### Written exercise
Could you edit the listing below so that every "keypoint" becomes "marker", with everything else left unchanged? Leave the pictures out of your answer.

### Data in this exercise
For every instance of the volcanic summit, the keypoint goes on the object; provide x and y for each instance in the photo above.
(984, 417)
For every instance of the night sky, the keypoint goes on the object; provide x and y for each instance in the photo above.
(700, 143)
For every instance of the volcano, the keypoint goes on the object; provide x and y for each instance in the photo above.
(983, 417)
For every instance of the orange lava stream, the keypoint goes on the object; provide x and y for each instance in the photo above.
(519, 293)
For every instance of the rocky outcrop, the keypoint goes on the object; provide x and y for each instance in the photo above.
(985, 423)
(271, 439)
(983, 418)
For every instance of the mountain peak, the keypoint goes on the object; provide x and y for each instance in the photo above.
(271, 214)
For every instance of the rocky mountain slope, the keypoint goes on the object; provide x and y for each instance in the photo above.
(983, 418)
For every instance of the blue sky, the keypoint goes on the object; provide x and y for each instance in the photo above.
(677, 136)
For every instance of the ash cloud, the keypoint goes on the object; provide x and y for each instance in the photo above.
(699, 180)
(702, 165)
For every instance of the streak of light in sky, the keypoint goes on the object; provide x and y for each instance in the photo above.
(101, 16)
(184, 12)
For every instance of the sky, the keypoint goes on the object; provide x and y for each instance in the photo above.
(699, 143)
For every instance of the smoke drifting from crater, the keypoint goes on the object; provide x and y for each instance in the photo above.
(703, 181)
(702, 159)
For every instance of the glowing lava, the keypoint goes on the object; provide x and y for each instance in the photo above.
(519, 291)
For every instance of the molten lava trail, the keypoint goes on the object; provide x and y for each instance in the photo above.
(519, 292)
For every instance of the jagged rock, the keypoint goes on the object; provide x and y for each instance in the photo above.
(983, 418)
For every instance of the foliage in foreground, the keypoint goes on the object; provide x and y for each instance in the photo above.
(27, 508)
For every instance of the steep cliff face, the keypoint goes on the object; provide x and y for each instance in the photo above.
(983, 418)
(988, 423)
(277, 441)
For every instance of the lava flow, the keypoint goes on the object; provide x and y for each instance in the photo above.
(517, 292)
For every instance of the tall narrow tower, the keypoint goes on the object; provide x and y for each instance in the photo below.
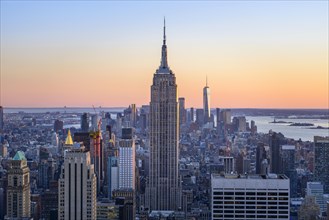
(77, 186)
(206, 102)
(1, 118)
(164, 190)
(18, 192)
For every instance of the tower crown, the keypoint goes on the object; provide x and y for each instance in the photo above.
(164, 68)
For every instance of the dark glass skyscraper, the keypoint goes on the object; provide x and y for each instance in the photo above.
(321, 156)
(164, 190)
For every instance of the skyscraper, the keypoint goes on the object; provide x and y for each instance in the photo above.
(84, 122)
(77, 186)
(321, 156)
(127, 159)
(164, 191)
(18, 189)
(275, 142)
(182, 111)
(1, 118)
(206, 102)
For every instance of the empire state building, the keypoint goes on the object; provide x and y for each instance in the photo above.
(163, 191)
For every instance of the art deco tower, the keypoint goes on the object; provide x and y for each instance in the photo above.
(206, 102)
(18, 192)
(163, 191)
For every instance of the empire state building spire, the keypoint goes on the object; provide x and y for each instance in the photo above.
(164, 68)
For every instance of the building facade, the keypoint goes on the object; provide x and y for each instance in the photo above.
(321, 157)
(77, 186)
(18, 188)
(164, 191)
(250, 197)
(127, 160)
(206, 102)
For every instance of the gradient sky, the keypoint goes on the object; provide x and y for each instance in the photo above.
(270, 54)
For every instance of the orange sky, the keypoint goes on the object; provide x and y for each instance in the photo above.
(281, 65)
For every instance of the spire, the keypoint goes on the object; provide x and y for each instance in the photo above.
(164, 31)
(164, 68)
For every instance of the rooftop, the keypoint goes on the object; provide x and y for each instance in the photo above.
(246, 176)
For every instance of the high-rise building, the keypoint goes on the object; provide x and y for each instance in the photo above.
(309, 209)
(249, 197)
(125, 200)
(58, 125)
(18, 189)
(127, 160)
(316, 189)
(84, 122)
(112, 175)
(200, 117)
(229, 164)
(182, 110)
(275, 142)
(133, 116)
(1, 118)
(321, 157)
(261, 155)
(192, 114)
(206, 102)
(164, 189)
(97, 156)
(77, 186)
(288, 167)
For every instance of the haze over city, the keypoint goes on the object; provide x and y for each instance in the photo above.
(255, 54)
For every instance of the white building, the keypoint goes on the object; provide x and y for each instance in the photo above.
(250, 197)
(77, 186)
(127, 163)
(229, 164)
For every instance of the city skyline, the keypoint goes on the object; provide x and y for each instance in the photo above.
(255, 54)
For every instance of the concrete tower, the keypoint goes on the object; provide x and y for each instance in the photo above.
(206, 102)
(18, 191)
(164, 190)
(321, 171)
(77, 186)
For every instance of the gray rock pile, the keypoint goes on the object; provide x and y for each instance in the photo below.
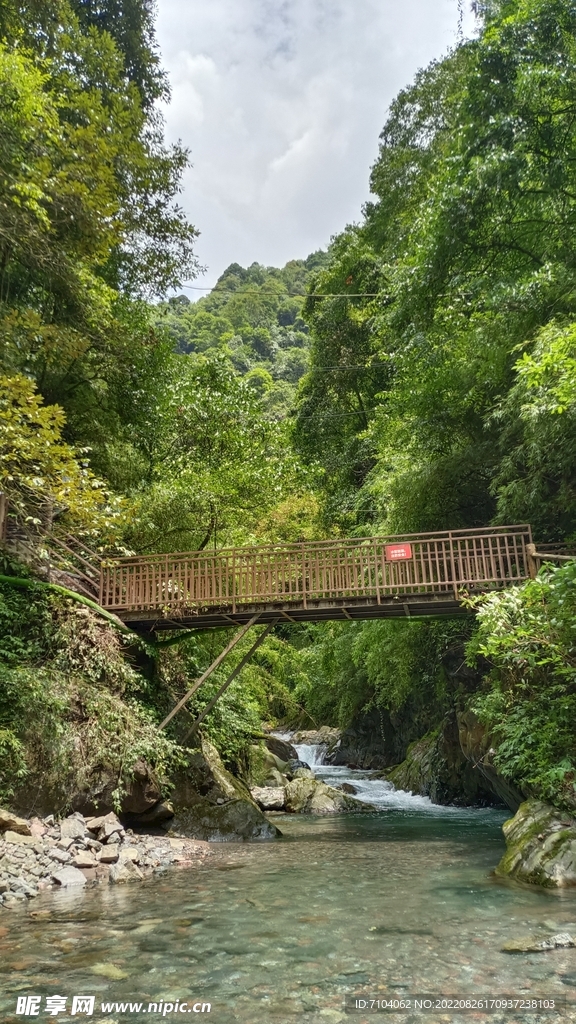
(43, 853)
(302, 794)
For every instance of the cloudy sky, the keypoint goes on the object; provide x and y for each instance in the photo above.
(281, 103)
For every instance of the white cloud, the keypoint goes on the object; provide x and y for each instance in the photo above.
(281, 103)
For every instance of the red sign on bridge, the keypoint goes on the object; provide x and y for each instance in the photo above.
(398, 552)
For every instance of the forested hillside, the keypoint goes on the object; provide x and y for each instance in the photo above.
(418, 375)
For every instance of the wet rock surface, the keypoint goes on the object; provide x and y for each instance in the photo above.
(436, 767)
(540, 847)
(476, 744)
(281, 748)
(212, 804)
(280, 933)
(310, 796)
(79, 850)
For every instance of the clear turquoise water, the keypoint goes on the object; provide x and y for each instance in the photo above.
(399, 902)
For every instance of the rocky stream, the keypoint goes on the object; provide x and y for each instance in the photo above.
(379, 904)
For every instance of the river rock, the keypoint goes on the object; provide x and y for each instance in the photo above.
(530, 944)
(540, 846)
(129, 853)
(275, 779)
(281, 748)
(273, 762)
(69, 877)
(477, 747)
(212, 804)
(108, 855)
(309, 796)
(73, 827)
(140, 786)
(11, 822)
(436, 767)
(312, 737)
(269, 798)
(84, 859)
(18, 840)
(125, 870)
(160, 814)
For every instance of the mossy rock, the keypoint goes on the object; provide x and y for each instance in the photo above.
(211, 804)
(309, 796)
(540, 847)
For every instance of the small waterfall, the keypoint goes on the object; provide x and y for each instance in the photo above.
(312, 754)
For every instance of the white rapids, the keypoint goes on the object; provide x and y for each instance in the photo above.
(369, 788)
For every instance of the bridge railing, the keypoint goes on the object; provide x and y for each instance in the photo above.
(352, 568)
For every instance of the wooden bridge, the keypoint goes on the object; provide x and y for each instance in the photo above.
(412, 574)
(375, 578)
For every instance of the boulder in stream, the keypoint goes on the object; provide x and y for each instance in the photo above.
(541, 846)
(269, 798)
(281, 748)
(309, 796)
(211, 804)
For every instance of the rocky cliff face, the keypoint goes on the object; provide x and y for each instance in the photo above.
(541, 847)
(374, 740)
(211, 804)
(436, 767)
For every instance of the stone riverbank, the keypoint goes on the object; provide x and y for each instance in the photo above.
(41, 853)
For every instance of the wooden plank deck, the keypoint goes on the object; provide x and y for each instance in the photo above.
(315, 582)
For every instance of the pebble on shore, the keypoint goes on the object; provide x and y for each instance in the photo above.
(38, 854)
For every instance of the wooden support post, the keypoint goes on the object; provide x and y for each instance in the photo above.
(236, 638)
(532, 560)
(3, 516)
(231, 678)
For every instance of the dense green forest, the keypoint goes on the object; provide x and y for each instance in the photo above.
(417, 375)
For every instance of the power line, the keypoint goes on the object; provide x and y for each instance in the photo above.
(314, 295)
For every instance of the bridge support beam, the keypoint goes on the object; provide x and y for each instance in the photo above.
(236, 639)
(235, 672)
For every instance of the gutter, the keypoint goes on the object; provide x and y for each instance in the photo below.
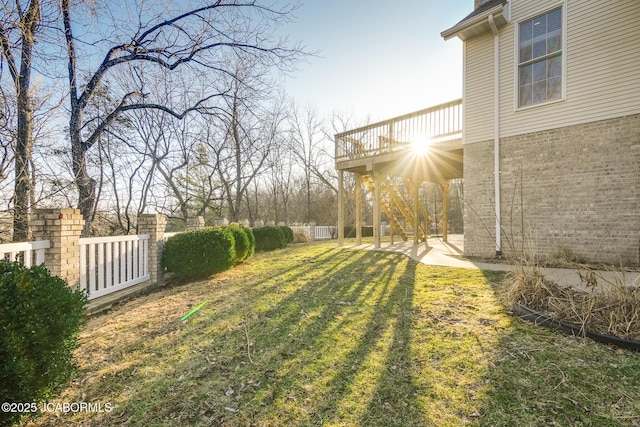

### Problem solution
For every instance of the volcanic summit, the marker goes on the object; provide x and y for each instance in the photo above.
(984, 417)
For every instance of the night sky, the marker goes on the object; provide x and y for each instance in the photo above.
(700, 143)
For every instance of the volcano, the marker goes on the object; provide x and y for each instance in the photo above.
(983, 417)
For every instance of the orange lava stream, the marker goes on the object; provide x and y for each instance in the photo above.
(519, 293)
For every instance of the rocky outcrop, the marker goes on the object; provide x and y for each instance in the photo above.
(985, 423)
(271, 439)
(983, 418)
For every instance of the mountain peak, the marker goes on the object; provide x and y for each instance in the photo above.
(271, 214)
For every instance of the rocky mountain slope, the marker goes on the object; provide x and y for each instance in the photo above.
(983, 418)
For every instance of the blue sky, the marker goes on the object; provide x and y for each instance in the photo above.
(677, 136)
For every instance of the ash cloud, the marker goes on the object; provide x and y for each instance in the photo above.
(699, 180)
(702, 165)
For every instance of the streak of light in sky, the marker goes on the object; provide x and y for each instance in the photo above.
(101, 16)
(184, 12)
For every instance of the sky, the marker goes on the object; provide x and y for each instance in the photo above.
(699, 143)
For every instance of the smoke drifting from crater, the marker goes on the object; provide x and y for each instance in the photo above.
(703, 181)
(702, 159)
For every instance of the glowing lava, the marker goes on the object; provide x and y for each instance in the photo above.
(519, 291)
For every instance of the molten lava trail, the marker goes on the object; provide x and y for each instance in the photo above.
(519, 292)
For every instance of the jagged rock, the marker goes on the object; provide x and y for each instance in the photo above.
(983, 418)
For every instance of the foliage in foreground, the marker goes on the object; provide x and y for each instance in the photo above.
(27, 508)
For every instance of the steep cliff face, the marker goes on the object; provide x and y for each instance in the photo above.
(983, 418)
(988, 423)
(277, 441)
For every instance of the lava flow, the marker goes on the object; provide x and y for each instance in the photo above.
(517, 292)
For every instance of the tall narrow tower, the marker goes on the object; provide x and y for each instance in the photo below.
(77, 186)
(206, 102)
(1, 118)
(164, 190)
(18, 192)
For every instance of the tower crown, the marker goes on the object; provide x and y for each instance in the photo above.
(164, 68)
For every instance of the dark glass skyscraper, the marker goes on the object; provide x and y for each instance in the photo above.
(321, 156)
(164, 190)
For every instance of the skyscraper, the marker goes on the object; provide x and y for each instance in the photo above.
(84, 122)
(77, 186)
(321, 156)
(127, 159)
(164, 191)
(18, 189)
(275, 142)
(182, 111)
(1, 118)
(206, 102)
For every instance of the empire state building, the marker goes on the object; provide x and y for each instance in the photo above.
(163, 191)
For every instance of the art deco tower, the marker goes on the object; provide x and y for each instance in the photo above.
(206, 102)
(18, 192)
(163, 191)
For every instance of the empire state building spire, the marker goes on the object; provide x and y for each instance in the photo above.
(164, 68)
For every instance of the building facade, the marker goes on the object; provide x and y for each instance in the photo above.
(321, 157)
(77, 186)
(18, 188)
(164, 191)
(250, 197)
(127, 160)
(206, 102)
For every instance of the gradient sky, the marker goes on the object; provide x and y for each instance in the photo above.
(270, 54)
For every instance of the orange sky, the marker goes on the object; provide x and y for each instance in the photo above.
(281, 65)
For every instance of the spire, the marker goes on the object; provide x and y for each instance in the photo above.
(164, 31)
(164, 68)
For every instance of the rooftop, the marker goes on the object; provide x and y for each instance in the photo above.
(246, 176)
For every instance of the high-rise building, the marker goes on the object; provide x and y for each instance in the photo above.
(309, 209)
(249, 197)
(125, 200)
(58, 125)
(18, 189)
(127, 160)
(316, 189)
(84, 122)
(112, 175)
(200, 117)
(229, 164)
(182, 110)
(275, 142)
(133, 116)
(1, 118)
(321, 157)
(261, 155)
(192, 114)
(206, 102)
(164, 189)
(97, 156)
(77, 186)
(288, 167)
For every instance of the haze over city, the marker goes on the object; provide x and y for each instance in the photo above.
(255, 54)
For every instance of the white building, the marker goes on the object; provide x and y for each instance in the photo above.
(250, 197)
(77, 186)
(127, 163)
(229, 164)
For every instance of the city skyline, the marker goes on the object; provide x and y for each instance in the photo above.
(255, 54)
For every instance of the concrete tower, the marker goes on the object; provide x and y for each instance in the photo above.
(206, 102)
(18, 191)
(164, 190)
(321, 171)
(77, 186)
For every instance of the gray rock pile, the marker goes on the object; provide x and y for each instance in the photo below.
(43, 853)
(302, 794)
For every instance of the cloudy sky, the marker goes on the object; provide x and y for each instance in the photo above.
(281, 103)
For every instance of the white cloud, the marker goes on the object; provide x and y for each instance in the photo above.
(281, 103)
For every instance of the red sign on bridge, the marker goes on the object; provide x and y for each instance in the photo above.
(398, 552)
For every instance of the forested hillside, the marker goes on the object; provide x and y for each instance in the photo above.
(418, 375)
For every instance of the wet rock surface, the marker goes on the object; provide x and y for each instance in the photo above.
(436, 767)
(540, 847)
(476, 744)
(281, 748)
(212, 804)
(280, 933)
(310, 796)
(79, 850)
For every instance of the clear turquoise water, the marker goes on the object; provide x and y for each instance in the photo above.
(399, 902)
For every instance of the rocky stream, the marker goes on the object; provide x and y for each instance in the photo above.
(379, 904)
For every instance of the river rock, the marker goes on the object; provide x and y for each instance in the photo above.
(530, 944)
(540, 846)
(129, 853)
(275, 779)
(281, 748)
(273, 762)
(69, 877)
(477, 747)
(212, 804)
(108, 855)
(309, 796)
(73, 827)
(140, 786)
(11, 822)
(436, 767)
(312, 737)
(269, 798)
(84, 859)
(18, 840)
(125, 870)
(160, 814)
For every instance of the mossy rock, the marker goes on the object; provide x and y for each instance in the photo above.
(211, 804)
(309, 796)
(540, 847)
For every instance of the small waterfall, the marker goes on the object; provide x and y for each instance in the photo above.
(312, 754)
For every instance of the white rapids, the marker goes on the object; provide x and y for each instance in the photo above.
(369, 788)
For every instance of the bridge railing, the marker goes on the object; provide x and y for each instance in the photo above.
(352, 568)
For every instance of the wooden bridge, the marker goes on the object; provide x and y for each instance in the photo above.
(412, 574)
(375, 578)
For every instance of the boulder in stream, the marker goes on the object; provide x and y for each instance in the photo above.
(541, 846)
(269, 798)
(281, 748)
(309, 796)
(211, 804)
For every instance of the rocky cliff face, the marker goes on the object; provide x and y for each instance in the photo above.
(541, 847)
(374, 740)
(211, 804)
(436, 767)
For every instance of the stone riverbank, the marker goes on the object; provide x and y for each instance in the photo above.
(41, 853)
For every instance of the wooden plank deck, the marker goes on the object; provide x and y for each instance in the photo above.
(315, 582)
For every instance of the pebble on shore, the marker goes on the object; provide x and y for each instance in the photo above.
(38, 854)
For every instance of the wooden support post, the marker goes on the object; provide x and y for each instance in the photo above.
(236, 638)
(532, 560)
(3, 516)
(231, 678)
For every instance of the dense green forest, the marker goes on the object; provide x and y for each instance in the photo above.
(417, 375)
For every instance of the power line, the marker goes on the object; provide x and y for each instance in the photo above.
(314, 295)
For every instance of the bridge support beam, the marker goes on the object; provide x and y for each instance in the photo above.
(236, 639)
(235, 672)
For every instance of the gutter, the marker goes on the object; provide x and y for each instance in the photo below.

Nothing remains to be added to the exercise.